The request
State how many lines of the items below contain the string "ship", counting case-sensitive matches only, and give that number alone.

Material
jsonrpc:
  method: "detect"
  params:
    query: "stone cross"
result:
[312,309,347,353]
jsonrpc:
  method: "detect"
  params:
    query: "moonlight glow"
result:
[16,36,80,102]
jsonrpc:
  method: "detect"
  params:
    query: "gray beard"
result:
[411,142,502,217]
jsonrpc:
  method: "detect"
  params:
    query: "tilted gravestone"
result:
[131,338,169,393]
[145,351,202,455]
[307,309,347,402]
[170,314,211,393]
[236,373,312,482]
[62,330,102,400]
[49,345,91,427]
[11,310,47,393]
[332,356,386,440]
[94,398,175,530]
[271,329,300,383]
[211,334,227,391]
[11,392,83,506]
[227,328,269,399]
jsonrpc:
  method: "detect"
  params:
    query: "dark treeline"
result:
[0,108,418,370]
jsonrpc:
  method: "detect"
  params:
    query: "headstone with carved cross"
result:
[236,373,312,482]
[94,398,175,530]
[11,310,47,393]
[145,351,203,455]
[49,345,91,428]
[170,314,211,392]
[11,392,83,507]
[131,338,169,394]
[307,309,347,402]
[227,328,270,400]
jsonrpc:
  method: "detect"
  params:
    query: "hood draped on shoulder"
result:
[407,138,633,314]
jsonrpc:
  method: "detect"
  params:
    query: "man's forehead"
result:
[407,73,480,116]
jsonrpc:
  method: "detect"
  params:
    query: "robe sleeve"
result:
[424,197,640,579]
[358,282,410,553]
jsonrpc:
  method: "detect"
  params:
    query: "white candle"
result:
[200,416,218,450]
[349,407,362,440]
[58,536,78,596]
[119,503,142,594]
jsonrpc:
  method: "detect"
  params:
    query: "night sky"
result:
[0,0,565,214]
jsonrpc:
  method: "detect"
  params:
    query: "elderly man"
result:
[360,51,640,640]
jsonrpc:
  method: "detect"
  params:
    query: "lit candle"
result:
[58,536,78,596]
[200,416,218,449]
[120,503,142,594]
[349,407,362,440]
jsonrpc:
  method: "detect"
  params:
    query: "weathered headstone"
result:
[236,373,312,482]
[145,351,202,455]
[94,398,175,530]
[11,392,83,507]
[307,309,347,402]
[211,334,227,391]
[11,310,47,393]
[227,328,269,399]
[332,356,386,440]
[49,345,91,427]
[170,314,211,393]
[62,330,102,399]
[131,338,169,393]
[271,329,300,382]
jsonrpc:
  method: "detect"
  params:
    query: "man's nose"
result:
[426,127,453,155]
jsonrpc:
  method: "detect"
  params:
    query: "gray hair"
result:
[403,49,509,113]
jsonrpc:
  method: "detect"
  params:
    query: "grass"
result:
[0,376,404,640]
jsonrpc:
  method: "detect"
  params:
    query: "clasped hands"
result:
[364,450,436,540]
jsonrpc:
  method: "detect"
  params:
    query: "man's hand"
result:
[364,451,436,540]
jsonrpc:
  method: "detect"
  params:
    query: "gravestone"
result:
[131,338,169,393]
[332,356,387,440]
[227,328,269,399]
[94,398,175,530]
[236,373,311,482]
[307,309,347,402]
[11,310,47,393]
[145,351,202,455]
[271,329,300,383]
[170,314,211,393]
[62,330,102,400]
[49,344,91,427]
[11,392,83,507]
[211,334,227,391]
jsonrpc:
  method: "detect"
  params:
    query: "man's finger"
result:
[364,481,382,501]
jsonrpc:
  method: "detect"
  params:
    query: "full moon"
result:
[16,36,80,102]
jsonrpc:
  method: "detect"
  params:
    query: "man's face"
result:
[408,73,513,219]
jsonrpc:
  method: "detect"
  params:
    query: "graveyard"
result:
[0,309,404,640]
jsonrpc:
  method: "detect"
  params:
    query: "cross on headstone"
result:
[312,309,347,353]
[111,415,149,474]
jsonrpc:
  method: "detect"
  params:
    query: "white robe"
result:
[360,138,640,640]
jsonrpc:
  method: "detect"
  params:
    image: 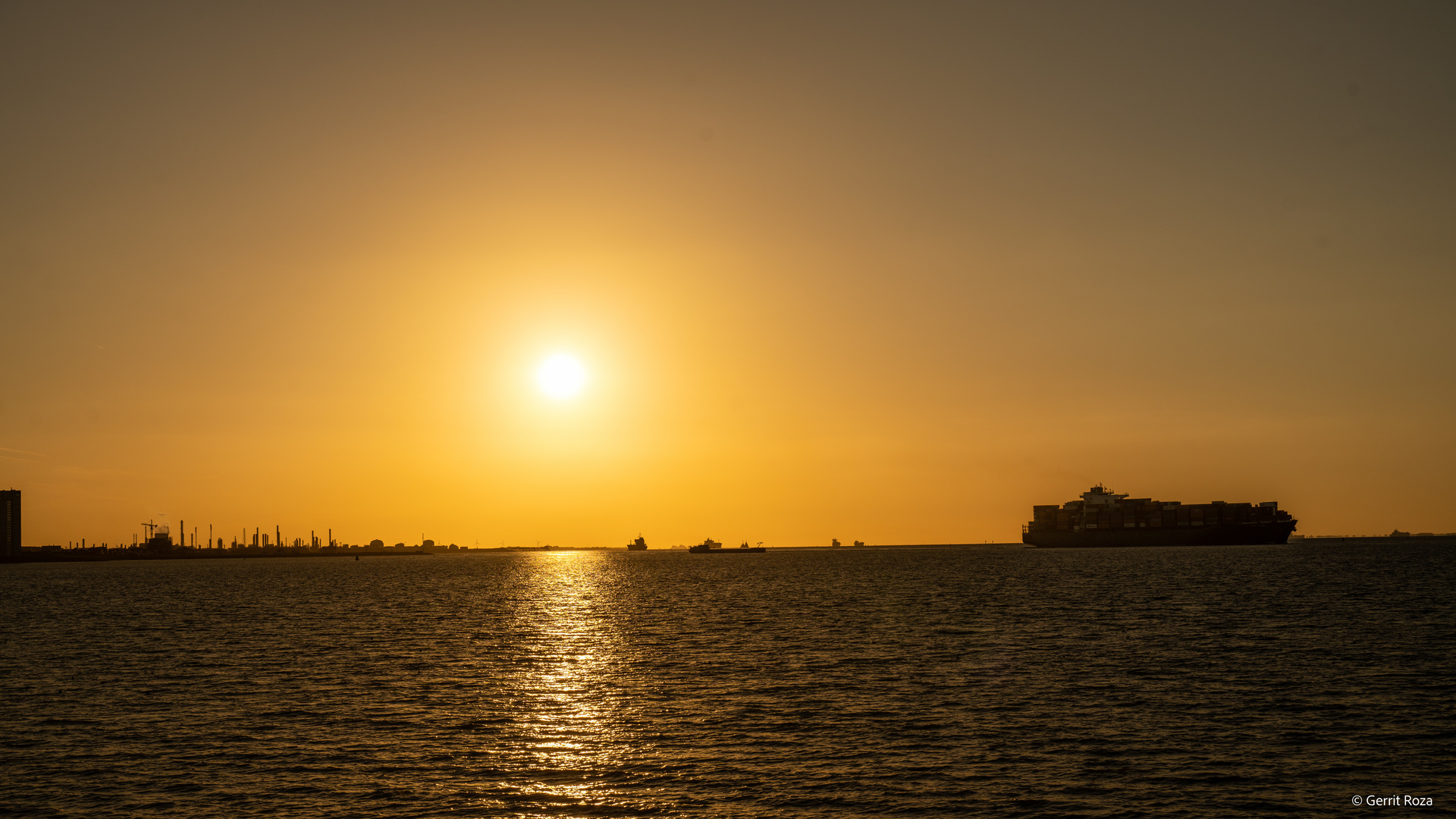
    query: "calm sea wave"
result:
[0,542,1456,817]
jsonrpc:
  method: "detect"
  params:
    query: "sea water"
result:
[0,541,1456,817]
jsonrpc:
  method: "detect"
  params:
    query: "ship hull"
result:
[1021,520,1299,549]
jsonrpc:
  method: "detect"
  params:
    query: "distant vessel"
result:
[687,538,769,555]
[1021,484,1299,548]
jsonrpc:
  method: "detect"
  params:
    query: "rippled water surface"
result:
[0,542,1456,817]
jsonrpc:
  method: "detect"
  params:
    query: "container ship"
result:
[1021,484,1299,548]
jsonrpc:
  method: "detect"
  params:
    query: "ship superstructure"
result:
[1021,484,1299,547]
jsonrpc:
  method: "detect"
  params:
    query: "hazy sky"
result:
[0,2,1456,547]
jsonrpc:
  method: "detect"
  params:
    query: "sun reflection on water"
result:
[482,552,641,810]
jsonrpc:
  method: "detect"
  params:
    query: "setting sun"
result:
[536,353,587,400]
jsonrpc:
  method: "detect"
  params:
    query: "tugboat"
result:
[687,538,769,555]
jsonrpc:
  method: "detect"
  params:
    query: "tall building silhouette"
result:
[0,490,20,558]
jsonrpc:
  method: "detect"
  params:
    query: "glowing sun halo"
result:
[536,353,587,400]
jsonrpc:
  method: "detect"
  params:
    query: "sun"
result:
[536,353,587,400]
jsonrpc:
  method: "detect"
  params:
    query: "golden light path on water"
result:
[482,552,642,814]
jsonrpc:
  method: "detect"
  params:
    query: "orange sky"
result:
[0,3,1456,547]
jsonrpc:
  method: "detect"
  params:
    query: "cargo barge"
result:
[687,538,767,555]
[1021,484,1299,548]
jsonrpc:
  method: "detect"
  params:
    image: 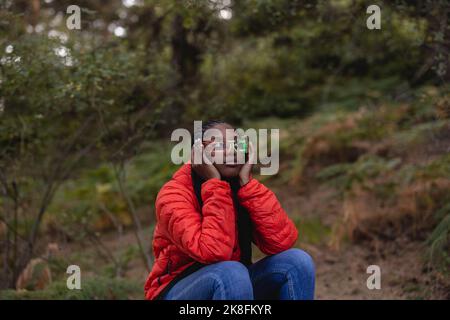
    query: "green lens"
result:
[238,139,247,153]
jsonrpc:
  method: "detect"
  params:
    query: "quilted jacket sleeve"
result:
[156,179,236,264]
[238,178,298,255]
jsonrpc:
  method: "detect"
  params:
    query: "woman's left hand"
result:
[239,142,256,187]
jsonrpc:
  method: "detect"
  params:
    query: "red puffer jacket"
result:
[145,164,298,300]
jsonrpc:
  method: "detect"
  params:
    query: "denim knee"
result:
[210,261,253,300]
[277,248,315,277]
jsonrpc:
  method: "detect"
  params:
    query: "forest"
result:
[0,0,450,299]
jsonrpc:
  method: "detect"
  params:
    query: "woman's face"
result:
[203,123,243,178]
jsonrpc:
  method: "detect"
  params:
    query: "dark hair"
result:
[191,120,252,266]
[191,120,229,144]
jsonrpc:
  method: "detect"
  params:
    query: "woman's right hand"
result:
[191,143,220,180]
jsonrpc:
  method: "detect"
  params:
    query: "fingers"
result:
[191,139,203,165]
[248,141,256,164]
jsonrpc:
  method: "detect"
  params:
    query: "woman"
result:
[145,121,314,300]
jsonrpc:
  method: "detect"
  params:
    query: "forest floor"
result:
[56,180,449,299]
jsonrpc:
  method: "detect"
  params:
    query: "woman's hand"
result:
[191,143,220,180]
[239,142,256,187]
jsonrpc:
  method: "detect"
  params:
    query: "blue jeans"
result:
[163,248,315,300]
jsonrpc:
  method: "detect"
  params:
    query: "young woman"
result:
[145,121,315,300]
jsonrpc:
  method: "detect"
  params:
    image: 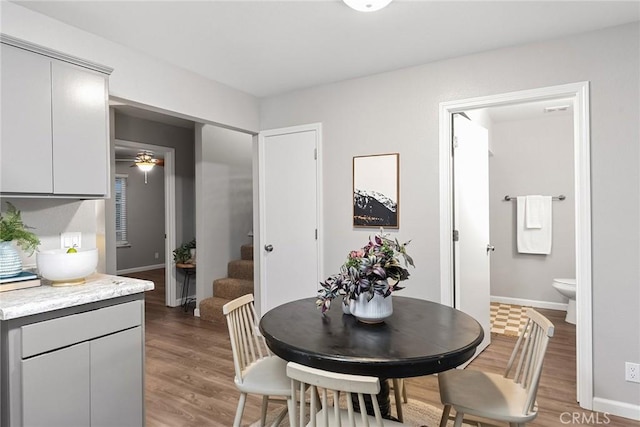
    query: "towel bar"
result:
[502,194,567,202]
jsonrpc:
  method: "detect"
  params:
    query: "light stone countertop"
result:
[0,274,154,320]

Written response
3